Rewrite every entry below, changing "marker" to "pin" and leaving everything else as it is. Leave the pictures out of your version.

* [Material to process]:
============================================================

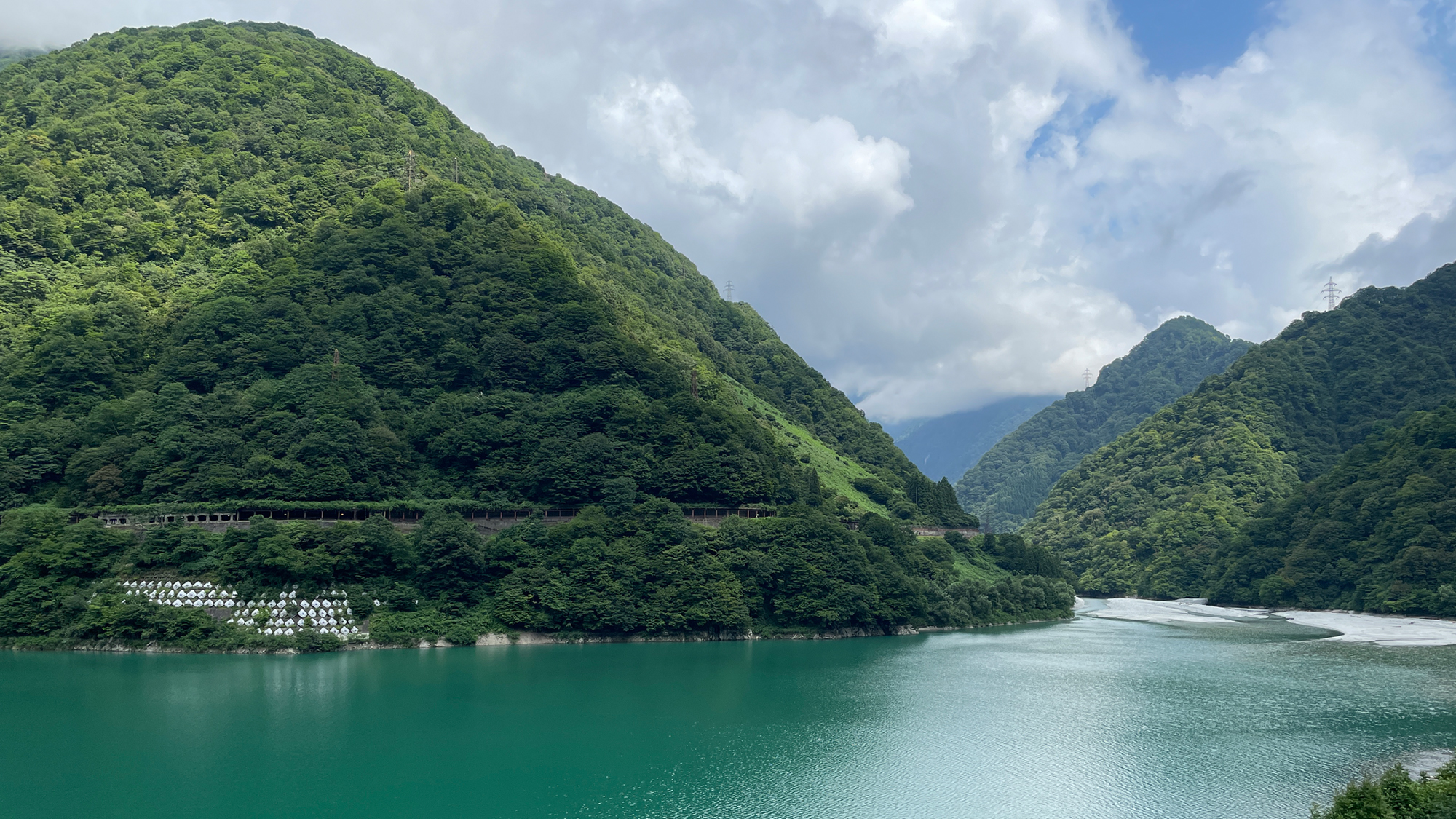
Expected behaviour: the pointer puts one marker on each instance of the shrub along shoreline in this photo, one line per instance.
(631, 573)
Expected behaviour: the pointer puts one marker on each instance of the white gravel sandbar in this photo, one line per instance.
(1381, 630)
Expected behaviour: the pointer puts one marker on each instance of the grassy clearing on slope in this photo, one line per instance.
(836, 471)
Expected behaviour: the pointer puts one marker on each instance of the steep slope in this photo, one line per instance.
(17, 55)
(1016, 475)
(1374, 534)
(244, 263)
(1150, 512)
(242, 266)
(950, 445)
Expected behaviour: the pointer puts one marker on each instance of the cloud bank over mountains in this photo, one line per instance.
(944, 203)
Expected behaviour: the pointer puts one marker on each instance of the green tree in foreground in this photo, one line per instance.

============================================================

* [Result for this exercise]:
Expected behaviour: the pointer puts one pin on each instance of the shrub along shoreline in this photo, one line per instance.
(631, 573)
Expected behaviour: the pointer puts one pin on each instance of the white gravel sandbar in this photo, one line per instance.
(1381, 630)
Expected behaviour: the pointer puts one pin on each instance of the grassy clearing on slope in this photo, one line per instance.
(836, 471)
Expected behaviour: the pointer puts one pin on each instance of the steep slope in this photo, one line per instance.
(17, 55)
(1016, 475)
(1374, 534)
(244, 263)
(1150, 512)
(242, 266)
(950, 445)
Expected behaviour: the pointer puts one pin on each instance of the cloud bank over mountains in this photo, one line per instance.
(944, 203)
Expected behaviour: the pointer puts one pin on each instance of the green tree in foreground in this photo, one line per instance.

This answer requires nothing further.